◆ **THE RECORDS**:
□ □ □ □
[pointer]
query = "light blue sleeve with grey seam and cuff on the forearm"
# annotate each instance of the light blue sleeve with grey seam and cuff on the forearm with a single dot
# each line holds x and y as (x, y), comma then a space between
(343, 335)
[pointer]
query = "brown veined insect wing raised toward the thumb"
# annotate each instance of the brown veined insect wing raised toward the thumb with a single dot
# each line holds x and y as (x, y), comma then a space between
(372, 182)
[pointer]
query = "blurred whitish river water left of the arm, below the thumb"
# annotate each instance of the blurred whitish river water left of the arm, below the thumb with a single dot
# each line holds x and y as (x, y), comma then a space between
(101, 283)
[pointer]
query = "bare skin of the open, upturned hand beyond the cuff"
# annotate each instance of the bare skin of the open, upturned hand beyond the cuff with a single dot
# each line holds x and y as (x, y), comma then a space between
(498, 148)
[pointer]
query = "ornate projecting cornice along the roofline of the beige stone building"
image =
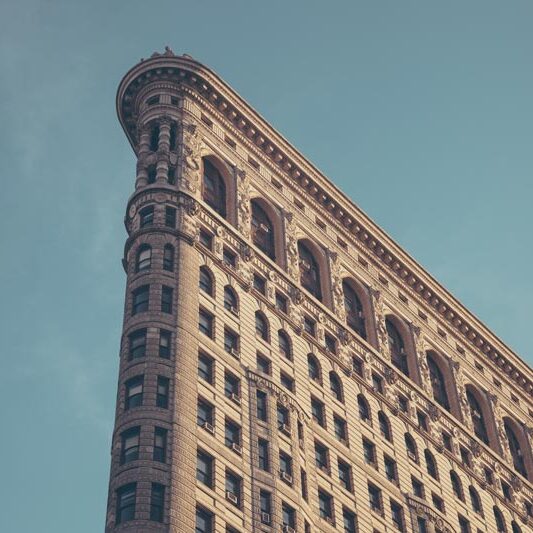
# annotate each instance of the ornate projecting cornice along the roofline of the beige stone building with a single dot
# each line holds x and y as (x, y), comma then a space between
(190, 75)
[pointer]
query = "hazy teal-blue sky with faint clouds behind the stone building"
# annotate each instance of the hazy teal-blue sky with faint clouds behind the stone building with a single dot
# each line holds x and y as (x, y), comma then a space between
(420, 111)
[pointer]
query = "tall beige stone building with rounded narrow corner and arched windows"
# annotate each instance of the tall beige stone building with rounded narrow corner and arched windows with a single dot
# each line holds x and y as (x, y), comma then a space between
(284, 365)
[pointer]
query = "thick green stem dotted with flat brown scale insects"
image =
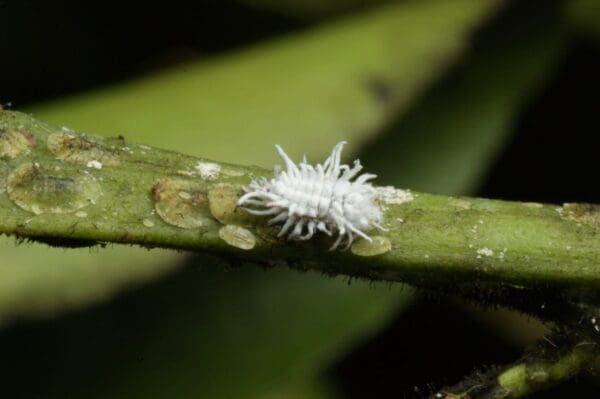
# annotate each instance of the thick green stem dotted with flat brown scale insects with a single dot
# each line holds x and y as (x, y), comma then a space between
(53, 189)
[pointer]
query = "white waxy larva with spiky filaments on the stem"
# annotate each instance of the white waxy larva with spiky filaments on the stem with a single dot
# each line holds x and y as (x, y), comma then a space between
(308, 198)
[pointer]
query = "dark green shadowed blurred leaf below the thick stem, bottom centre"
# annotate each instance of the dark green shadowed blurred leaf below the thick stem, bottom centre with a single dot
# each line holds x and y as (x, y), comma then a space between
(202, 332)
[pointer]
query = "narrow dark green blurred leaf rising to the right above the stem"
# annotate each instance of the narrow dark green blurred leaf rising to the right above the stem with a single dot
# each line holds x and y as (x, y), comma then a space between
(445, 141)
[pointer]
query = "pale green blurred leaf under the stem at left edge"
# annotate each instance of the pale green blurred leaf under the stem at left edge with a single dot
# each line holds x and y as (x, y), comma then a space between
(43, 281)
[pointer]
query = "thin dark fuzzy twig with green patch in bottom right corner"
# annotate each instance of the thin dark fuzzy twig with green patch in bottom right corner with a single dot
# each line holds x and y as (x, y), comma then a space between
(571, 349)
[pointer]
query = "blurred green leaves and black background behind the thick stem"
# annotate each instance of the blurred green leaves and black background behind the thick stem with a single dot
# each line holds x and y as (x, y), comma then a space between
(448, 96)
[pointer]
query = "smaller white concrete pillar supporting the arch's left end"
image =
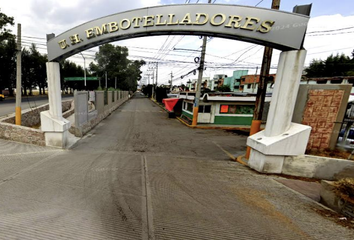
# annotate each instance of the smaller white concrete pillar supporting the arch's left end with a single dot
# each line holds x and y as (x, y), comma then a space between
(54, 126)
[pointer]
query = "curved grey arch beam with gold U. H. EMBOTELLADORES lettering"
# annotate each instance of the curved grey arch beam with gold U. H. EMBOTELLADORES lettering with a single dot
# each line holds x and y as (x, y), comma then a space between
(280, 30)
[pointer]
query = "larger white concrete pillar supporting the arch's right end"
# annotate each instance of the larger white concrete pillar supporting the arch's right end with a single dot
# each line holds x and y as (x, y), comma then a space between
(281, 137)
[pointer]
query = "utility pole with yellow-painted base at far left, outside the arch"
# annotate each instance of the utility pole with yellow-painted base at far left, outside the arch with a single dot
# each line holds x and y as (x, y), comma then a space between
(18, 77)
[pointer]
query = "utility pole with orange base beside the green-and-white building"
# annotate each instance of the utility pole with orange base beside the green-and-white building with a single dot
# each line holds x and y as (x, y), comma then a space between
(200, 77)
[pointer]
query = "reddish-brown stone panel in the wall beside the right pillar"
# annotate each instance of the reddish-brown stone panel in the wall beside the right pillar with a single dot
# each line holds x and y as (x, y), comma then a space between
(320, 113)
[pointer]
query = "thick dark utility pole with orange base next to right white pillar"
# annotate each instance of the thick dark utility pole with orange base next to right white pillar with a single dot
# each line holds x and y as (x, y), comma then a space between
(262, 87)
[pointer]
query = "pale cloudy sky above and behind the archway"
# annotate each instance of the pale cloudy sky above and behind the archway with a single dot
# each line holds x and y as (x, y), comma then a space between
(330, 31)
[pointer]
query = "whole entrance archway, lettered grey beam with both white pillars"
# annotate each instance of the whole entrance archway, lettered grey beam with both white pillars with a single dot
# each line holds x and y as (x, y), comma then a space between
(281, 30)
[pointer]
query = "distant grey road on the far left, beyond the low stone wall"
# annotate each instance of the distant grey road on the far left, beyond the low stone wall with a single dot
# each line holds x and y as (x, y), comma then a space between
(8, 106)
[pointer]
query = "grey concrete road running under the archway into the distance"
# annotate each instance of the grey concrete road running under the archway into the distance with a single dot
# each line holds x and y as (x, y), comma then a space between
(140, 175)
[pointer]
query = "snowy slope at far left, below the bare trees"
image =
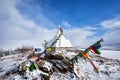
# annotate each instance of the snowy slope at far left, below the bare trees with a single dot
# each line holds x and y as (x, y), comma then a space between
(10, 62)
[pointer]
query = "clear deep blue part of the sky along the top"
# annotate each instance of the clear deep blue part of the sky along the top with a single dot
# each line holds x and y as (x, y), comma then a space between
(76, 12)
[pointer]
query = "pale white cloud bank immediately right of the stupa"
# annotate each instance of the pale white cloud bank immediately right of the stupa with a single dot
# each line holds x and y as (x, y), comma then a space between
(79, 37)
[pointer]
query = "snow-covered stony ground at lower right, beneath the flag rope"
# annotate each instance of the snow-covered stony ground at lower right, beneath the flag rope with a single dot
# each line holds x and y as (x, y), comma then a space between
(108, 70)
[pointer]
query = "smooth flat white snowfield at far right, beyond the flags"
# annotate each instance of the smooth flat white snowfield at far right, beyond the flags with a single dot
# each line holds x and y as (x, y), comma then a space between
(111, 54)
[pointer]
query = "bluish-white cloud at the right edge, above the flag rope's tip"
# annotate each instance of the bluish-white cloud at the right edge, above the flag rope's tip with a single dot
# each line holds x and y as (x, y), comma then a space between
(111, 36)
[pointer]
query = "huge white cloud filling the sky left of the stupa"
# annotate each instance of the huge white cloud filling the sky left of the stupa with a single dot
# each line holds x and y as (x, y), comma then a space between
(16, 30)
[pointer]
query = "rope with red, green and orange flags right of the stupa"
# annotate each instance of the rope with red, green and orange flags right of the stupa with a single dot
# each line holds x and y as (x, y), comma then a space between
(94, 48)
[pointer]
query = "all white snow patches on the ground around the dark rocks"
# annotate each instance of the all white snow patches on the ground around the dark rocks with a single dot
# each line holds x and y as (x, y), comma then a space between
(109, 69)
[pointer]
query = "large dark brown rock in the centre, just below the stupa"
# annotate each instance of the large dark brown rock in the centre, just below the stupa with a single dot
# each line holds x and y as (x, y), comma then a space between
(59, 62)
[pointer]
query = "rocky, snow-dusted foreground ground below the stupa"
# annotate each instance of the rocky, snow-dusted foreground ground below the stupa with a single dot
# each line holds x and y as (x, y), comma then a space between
□ □ □ □
◆ **WHAT TO PRODUCE**:
In the copy, no pictures should appear; the records themselves must be repeated exactly.

◆ **SOLUTION FOR THIS EXERCISE**:
[pointer]
query = "light blue sleeve with grey seam and cuff on the forearm"
# annotate each instance of the light blue sleeve with grey seam and cuff on the forearm with a single dot
# each line holds x and y as (x, y), comma then a space between
(343, 335)
[pointer]
query = "brown veined insect wing raised toward the thumb"
# annotate each instance of the brown veined insect wing raised toward the thumb with a single dot
# each line holds x and y as (x, y), comma then a space between
(372, 182)
[pointer]
query = "blurred whitish river water left of the arm, below the thumb"
# annotate each instance of the blurred whitish river water left of the arm, below the thumb with a single dot
# each line holds x and y as (x, y), comma then a space between
(101, 283)
[pointer]
query = "bare skin of the open, upturned hand beyond the cuff"
# annotate each instance of the bare skin of the open, upturned hand beyond the cuff with a single dot
# each line holds x and y as (x, y), comma then a space between
(498, 148)
[pointer]
query = "ornate projecting cornice along the roofline of the beige stone building"
image =
# annotate each instance of the ornate projecting cornice along the roofline of the beige stone building with a single dot
# each line holds x and y as (x, y), comma then a space between
(190, 75)
[pointer]
query = "hazy teal-blue sky with faint clouds behind the stone building"
# annotate each instance of the hazy teal-blue sky with faint clouds behind the stone building with a single dot
# each line holds x and y as (x, y), comma then a space between
(420, 111)
[pointer]
query = "tall beige stone building with rounded narrow corner and arched windows"
# annotate each instance of the tall beige stone building with rounded narrow corner and arched windows with a single dot
# each line holds x and y as (x, y), comma then a space between
(284, 365)
[pointer]
query = "thick green stem dotted with flat brown scale insects"
image =
# annotate each instance of the thick green stem dotted with flat brown scale insects with a single dot
# each line holds x and y as (x, y), comma then a space between
(53, 189)
[pointer]
query = "white waxy larva with spiky filaments on the stem"
# annotate each instance of the white waxy larva with spiky filaments on the stem with a single dot
# each line holds x and y as (x, y), comma then a space between
(308, 198)
[pointer]
query = "dark green shadowed blurred leaf below the thick stem, bottom centre"
# annotate each instance of the dark green shadowed blurred leaf below the thick stem, bottom centre with a single dot
# each line holds x and y as (x, y), comma then a space between
(202, 332)
[pointer]
query = "narrow dark green blurred leaf rising to the right above the stem"
# annotate each instance of the narrow dark green blurred leaf rising to the right above the stem with a single dot
# each line holds x and y as (x, y), comma then a space between
(445, 141)
[pointer]
query = "pale green blurred leaf under the stem at left edge"
# annotate each instance of the pale green blurred leaf under the stem at left edge with a single dot
# each line holds x and y as (x, y), comma then a space between
(43, 281)
[pointer]
query = "thin dark fuzzy twig with green patch in bottom right corner"
# annotate each instance of the thin dark fuzzy twig with green patch in bottom right corner with a single dot
# each line holds x and y as (x, y), comma then a space between
(571, 349)
[pointer]
query = "blurred green leaves and black background behind the thick stem"
# annotate each instance of the blurred green leaves and black background behind the thick stem with a single dot
# each line holds x and y as (x, y), comma then a space between
(448, 96)
[pointer]
query = "smaller white concrete pillar supporting the arch's left end"
image =
# annotate each instance of the smaller white concrete pillar supporting the arch's left end with a single dot
# each line holds x and y as (x, y), comma then a space between
(54, 126)
[pointer]
query = "curved grey arch beam with gold U. H. EMBOTELLADORES lettering"
# annotate each instance of the curved grey arch beam with gold U. H. EMBOTELLADORES lettering with a single dot
# each line holds x and y as (x, y), comma then a space between
(280, 30)
[pointer]
query = "larger white concrete pillar supporting the arch's right end"
# annotate each instance of the larger white concrete pillar supporting the arch's right end with a single dot
# each line holds x and y as (x, y), comma then a space between
(281, 137)
[pointer]
query = "utility pole with yellow-painted base at far left, outside the arch"
# annotate each instance of the utility pole with yellow-painted base at far left, outside the arch with a single dot
# each line holds x and y as (x, y), comma then a space between
(18, 77)
[pointer]
query = "utility pole with orange base beside the green-and-white building"
# annotate each instance of the utility pole with orange base beside the green-and-white building with a single dot
# each line holds x and y as (x, y), comma then a space between
(200, 77)
[pointer]
query = "reddish-brown stone panel in the wall beside the right pillar"
# annotate each instance of the reddish-brown stone panel in the wall beside the right pillar with a single dot
# each line holds x and y as (x, y), comma then a space between
(320, 113)
[pointer]
query = "thick dark utility pole with orange base next to right white pillar"
# annotate each instance of the thick dark utility pole with orange base next to right white pillar with a single dot
# each line holds x and y as (x, y), comma then a space between
(262, 87)
[pointer]
query = "pale cloudy sky above and behind the archway"
# annotate each instance of the pale cloudy sky above and behind the archway with a single dot
# each line holds x and y as (x, y), comma then a space between
(330, 31)
[pointer]
query = "whole entrance archway, lettered grey beam with both white pillars"
# annotate each instance of the whole entrance archway, lettered grey beam with both white pillars with a single dot
# each line holds x and y as (x, y), comma then a space between
(281, 30)
[pointer]
query = "distant grey road on the far left, beyond the low stone wall"
# annotate each instance of the distant grey road on the far left, beyond the low stone wall with a single dot
# each line holds x and y as (x, y), comma then a space between
(8, 106)
[pointer]
query = "grey concrete road running under the archway into the distance"
# annotate each instance of the grey concrete road running under the archway into the distance with a single dot
# each line holds x and y as (x, y), comma then a space between
(140, 175)
[pointer]
query = "snowy slope at far left, below the bare trees"
image =
# annotate each instance of the snowy slope at far left, below the bare trees with a single dot
# each line holds x and y as (x, y), comma then a space between
(10, 62)
[pointer]
query = "clear deep blue part of the sky along the top"
# annotate each instance of the clear deep blue part of the sky along the top with a single dot
# each line holds x and y as (x, y), comma then a space between
(76, 12)
[pointer]
query = "pale white cloud bank immediately right of the stupa"
# annotate each instance of the pale white cloud bank immediately right of the stupa with a single dot
# each line holds x and y as (x, y), comma then a space between
(79, 37)
[pointer]
query = "snow-covered stony ground at lower right, beneath the flag rope"
# annotate each instance of the snow-covered stony ground at lower right, beneath the flag rope with a single dot
# each line holds x and y as (x, y), comma then a space between
(108, 70)
[pointer]
query = "smooth flat white snowfield at far right, beyond the flags"
# annotate each instance of the smooth flat white snowfield at far right, beyond the flags with a single dot
# each line holds x and y as (x, y), comma then a space between
(111, 54)
[pointer]
query = "bluish-white cloud at the right edge, above the flag rope's tip"
# annotate each instance of the bluish-white cloud at the right edge, above the flag rope's tip with a single dot
# each line holds x and y as (x, y), comma then a space between
(111, 36)
[pointer]
query = "huge white cloud filling the sky left of the stupa"
# annotate each instance of the huge white cloud filling the sky left of the stupa with a single dot
# each line holds x and y as (x, y), comma then a space between
(16, 30)
[pointer]
query = "rope with red, green and orange flags right of the stupa"
# annotate each instance of the rope with red, green and orange flags right of the stupa with a single dot
# each line holds x and y as (x, y), comma then a space between
(94, 48)
[pointer]
query = "all white snow patches on the ground around the dark rocks"
# annotate each instance of the all white snow patches on the ground around the dark rocks with a single dot
# each line holds x and y as (x, y), comma then a space between
(109, 69)
[pointer]
query = "large dark brown rock in the centre, just below the stupa"
# annotate each instance of the large dark brown rock in the centre, just below the stupa with a single dot
# each line holds x and y as (x, y), comma then a space between
(59, 62)
[pointer]
query = "rocky, snow-dusted foreground ground below the stupa"
# annotate each instance of the rocky, snow-dusted foreground ground below the stupa with a single dot
# each line holds x and y as (x, y), comma then a space between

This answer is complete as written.